Набор задач -
(a) Сколько денег корона истратила на борьбу с Армадой, согласно тексту о гибели испанской Армады?
(b) Перепишите дословно фрагмент текста о гибели испанской Армады, начиная со слов «Испанцы были парализованы» и заканчивая словами «вида мерзкий остров.».

Исходный текст -

Наконец, изрядно потрепанная стихией Армада показалась в заливе Ла-Манш. Состоялось несколько ничего не решивших сражений; испанцы не высаживались на берег, так как ждали подкрепления из Нидерландов. Однако подкрепление запаздывало, и это сыграло роковую для испанцев роль. Неожиданно поднялся небывалый ураган, море бушевало в августе так, как бывает только зимой. Тяжелые, неповоротливые испанские суда один за другим шли ко дну. Английская артиллерия добивала остатки вражеского флота с берега. Армада начала медленно отступать, чтобы зализать раны, а затем вернуться и нанести новый удар. Но — воистину, неотвратимый рок! — отступая, Армада снова попадает в бурю недалеко от Оркнейских островов. Возможность дальнейшего продолжения военных действий становится сомнительной. Вдобавок ко всему, среди матросов начинается паника. Суеверные католики, испанцы объясняли череду свалившихся на них неудач происками сатаны. Сэр Фрэнсис Дрейк, прославленный английский пират и впоследствии адмирал флота, внушал врагам самый настоящий ужас; его называли «El Draque», Дракон. Про него ходили легенды одна мрачнее другой; ни у кого не вызывало сомнений, что этот человек продал душу дьяволу взамен побед в морских сражениях; действительно, удача в военных делах никогда не отворачивалась от него. Говорили также, что злые силы наделили Фрэнсиса Дрейка умением вызывать бури: по тем временам это считалось особой колдовской наукой, которой можно овладеть в совершенстве — было бы желание и отвага. Так что после троекратно повторившейся непогоды у испанцев не осталось сомнений, кто именно виноват в произошедшем.
Испанцы были парализованы настоящим ужасом, когда их настигла третья буря. Никакие приказы не могли заставить рядовых матросов продолжать военную кампанию. Остатки Армады потянулись назад, к берегам Испании. Крестовый поход против еретиков провалился благодаря «козням дьявола».
А в Англии еще долго, чуть ли не два месяца, не знали об «одержанной победе». По-прежнему здесь царило смятение, пока, наконец, не стало понятным, что Филипп счел разумным не возобновлять военные действия в более подходящее время, когда дьявол отвлечется на какие-нибудь другие дела и выпустит из вида мерзкий остров.
Такова была подлинная история гибели испанской Армады. Англичане были обязаны своей победой островному положению, трем бурям и темной репутации Фрэнсиса Дрейка. На борьбу с Армадой короной была истрачена 161 000 фунтов — колоссальные по тем временам деньги. И победа оказалась Пирровой, потому что абсолютно ничего не решила. Война с Испанией отнюдь не закончилась (в 1596 и в 1599 году Филипп снарядил против Англии новые Армады).

Предоставленные записи -
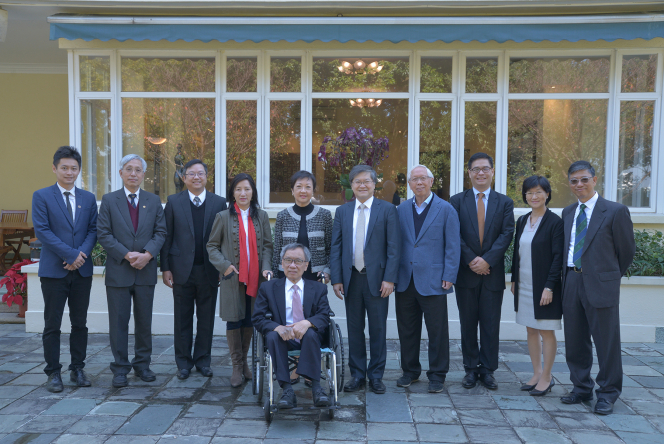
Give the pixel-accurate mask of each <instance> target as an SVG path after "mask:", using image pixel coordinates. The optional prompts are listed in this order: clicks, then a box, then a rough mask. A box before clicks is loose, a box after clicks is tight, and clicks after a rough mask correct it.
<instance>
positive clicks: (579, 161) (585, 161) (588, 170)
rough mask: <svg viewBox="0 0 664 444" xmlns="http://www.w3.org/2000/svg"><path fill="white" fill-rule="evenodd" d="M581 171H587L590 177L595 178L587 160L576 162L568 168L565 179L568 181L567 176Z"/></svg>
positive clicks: (593, 169)
mask: <svg viewBox="0 0 664 444" xmlns="http://www.w3.org/2000/svg"><path fill="white" fill-rule="evenodd" d="M583 170H588V171H589V172H590V175H591V176H592V177H595V168H593V166H592V165H591V164H590V162H588V161H587V160H577V161H576V162H574V163H573V164H572V165H570V166H569V169H568V170H567V178H568V179H569V176H571V175H572V174H574V173H576V172H577V171H583Z"/></svg>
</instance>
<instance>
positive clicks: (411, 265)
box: [396, 165, 461, 393]
mask: <svg viewBox="0 0 664 444" xmlns="http://www.w3.org/2000/svg"><path fill="white" fill-rule="evenodd" d="M408 184H409V185H410V189H411V190H413V193H414V194H415V197H413V198H412V199H408V200H407V201H405V202H404V203H402V204H401V205H399V208H397V211H398V213H399V225H400V226H401V261H400V266H399V280H398V282H399V283H398V285H397V294H396V310H397V328H398V330H399V342H400V343H401V369H402V370H403V375H402V376H401V377H400V378H399V379H398V380H397V385H398V386H399V387H408V386H409V385H410V384H411V383H413V382H415V381H417V380H418V379H419V377H420V373H421V372H422V366H421V365H420V340H421V337H422V315H424V321H425V322H426V326H427V333H428V334H429V371H427V378H428V379H429V393H440V392H442V391H443V383H444V382H445V378H446V377H447V372H448V371H449V368H450V346H449V342H450V341H449V331H448V325H447V295H448V294H449V293H452V291H453V290H452V285H453V284H454V283H455V282H456V275H457V271H458V270H459V260H460V258H461V249H460V245H459V216H458V215H457V212H456V211H455V210H454V208H453V207H452V205H450V204H449V203H447V202H445V201H444V200H443V199H441V198H440V197H438V196H436V195H435V194H434V193H432V192H431V186H432V185H433V174H432V173H431V170H429V168H427V167H425V166H424V165H417V166H415V167H414V168H413V169H412V170H411V172H410V173H409V174H408Z"/></svg>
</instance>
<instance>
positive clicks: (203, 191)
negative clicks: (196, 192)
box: [187, 188, 207, 204]
mask: <svg viewBox="0 0 664 444" xmlns="http://www.w3.org/2000/svg"><path fill="white" fill-rule="evenodd" d="M187 192H188V193H189V200H190V201H192V202H193V201H194V197H196V195H195V194H194V193H192V192H191V191H189V190H187ZM206 194H207V190H206V189H205V188H203V192H202V193H201V194H200V195H199V196H198V198H199V199H200V200H201V204H202V203H203V202H205V195H206Z"/></svg>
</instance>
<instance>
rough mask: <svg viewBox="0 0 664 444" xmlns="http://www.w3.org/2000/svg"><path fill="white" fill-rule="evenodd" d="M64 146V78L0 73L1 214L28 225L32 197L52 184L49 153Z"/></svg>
mask: <svg viewBox="0 0 664 444" xmlns="http://www.w3.org/2000/svg"><path fill="white" fill-rule="evenodd" d="M68 144H69V104H68V98H67V75H66V74H22V73H16V74H2V73H0V165H2V167H1V168H0V169H1V170H2V173H1V174H0V190H2V191H1V192H0V208H1V209H5V210H28V211H29V213H28V221H30V222H31V221H32V214H31V213H32V211H31V210H32V193H33V192H34V191H35V190H37V189H39V188H43V187H46V186H49V185H53V184H54V183H55V175H54V174H53V172H52V171H51V165H52V163H53V153H54V152H55V150H56V149H57V148H58V147H59V146H62V145H68ZM23 252H24V253H27V249H26V248H25V247H24V250H23Z"/></svg>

Ответы по номерам -
(a) 161 000 фунтов.

(b)
Испанцы были парализованы настоящим ужасом, когда их настигла третья буря. Никакие приказы не могли заставить рядовых матросов продолжать военную кампанию. Остатки Армады потянулись назад, к берегам Испании. Крестовый поход против еретиков провалился благодаря «козням дьявола».
А в Англии еще долго, чуть ли не два месяца, не знали об «одержанной победе». По-прежнему здесь царило смятение, пока, наконец, не стало понятным, что Филипп счел разумным не возобновлять военные действия в более подходящее время, когда дьявол отвлечется на какие-нибудь другие дела и выпустит из вида мерзкий остров.